**Exercise passage**
=== Section Start ===

The other possible response to unexpected involuntary suffering is that we go deeper and deeper into our relationship with God. This is not masochism – we don’t have to be stoical and keep the stiff upper lip pretend it doesn’t matter and we are going to tough it out.

No, in Christianity its OK to be angry with God about what has happened – the psalms are full of laments, which God does not condemn, its important to weep and its Ok to complain to God, when something bad happens, even as we accept that suffering is almost bound to be part of our journey.

Some years ago a friend of mine called Nick discovered out of the blue that he had terminal cancer. There was no cure and had only a few weeks to live. He had a wife and a young daughter. You can imagine the anguish in the family.

But he was a Christian and decided, as he was going to remain in hospital while they managed his pain, to start reading the psalms; one psalm a day.

There is something about the words in the Bible, something about the Psalms which can lie flat on the page. But when you are suffering or in great anguish the words seem to have more weight, more significance, its almost as if you didn’t really understand what they really meant before, until the suffering, the anguish gives them the depth and height to lift off the page into your situation. You see the contours. You see depth in the words that you had no idea was there.

I have experienced this myself when reading the Bible, at a time when someone close to me had a serious illness.

Anyway Nick read one psalm a day. And he used the time in hospital to ask all his relations who were not Christians to see him so that he could talk to them about where they were on their Christian journeys.

The last psalm – number 150 was read at his funeral.

When the vicar spoke at his funeral, he described the extraordinary experience of having Nick as his parishioner, the immense privilege of travelling with him on this last part of his journey. The vicar said in his address ‘Nick taught me how to die’.

Nick was clearly a man who was running a race, but the end of the race was not his death but beyond his death – his destination was, as Paul would have put it, the hope which does not disappoint.

What is that hope? That hope is Jesus. A real man; a historical person who was born at a particular time in history, at a particular place in geography whose life is attested to by non Christian historians who suffered completely unjustly – as we so often do. Who was executed and rose again from the dead and this resurrection was witnessed by many people who then went off to tell the world about it!

=== Section End ===

**Collected data**
=== Section Start ===

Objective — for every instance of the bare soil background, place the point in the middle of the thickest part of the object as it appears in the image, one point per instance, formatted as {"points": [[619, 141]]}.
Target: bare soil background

=== Section End ===

**Set of tasks**
1. Answer these questions about the passage on suffering, one per line:
(a) What did Nick decide to read during his hospital stay, and how much did he read each day?
(b) Which psalm was read at Nick's funeral?
(c) What did the vicar say about Nick in his funeral address?
2. Update the passage on suffering by rewriting it starting at "Nick was clearly" and ending at "world about it!", with "race" replaced by "marathon".
3. Write what comes next in the passage on suffering and hope, picking up after its final sentence.

**Expected results**
1.
(a) He read the psalms, one psalm a day.
(b) Psalm 150, the last psalm.
(c) He said, "Nick taught me how to die."

2.
Nick was clearly a man who was running a marathon, but the end of the marathon was not his death but beyond his death – his destination was, as Paul would have put it, the hope which does not disappoint.

What is that hope? That hope is Jesus. A real man; a historical person who was born at a particular time in history, at a particular place in geography whose life is attested to by non Christian historians who suffered completely unjustly – as we so often do. Who was executed and rose again from the dead and this resurrection was witnessed by many people who then went off to tell the world about it!

3.
The hope that we have is in the new heaven and earth that he promises us, a physical earth where we will enjoy many of the pleasures of an earth ruled by Jesus where there will be no more suffering our bodies will be restored to beyond what we have experienced here.

And, as we focus on that hope, we can endure our suffering because we know that Jesus has experienced far worse and he walks with us in it. If we experience suffering, we cannot say that God does not understand or does not care. He absolutely understands and absolutely cares, because he has suffered himself. As we endure our suffering, as we make every little decision not to be preoccupied with our own pain, to resolutely focus on others and not on ourselves, and, despite the limitations of our circumstances, to show love to others; as we walk every day through the furnace of suffering; as we do this without self pity, shame or self hatred and without pride, God will walk beside us, giving us strength.

As we do so our character is formed, like gold in the refiner’s fire, the impurities are removed, every small decision is a victory and it becomes possible to manage tomorrow’s challenges as well as today’s, and as our character strengthens and as we learn to handle our suffering well, as Christians, it brings God glory.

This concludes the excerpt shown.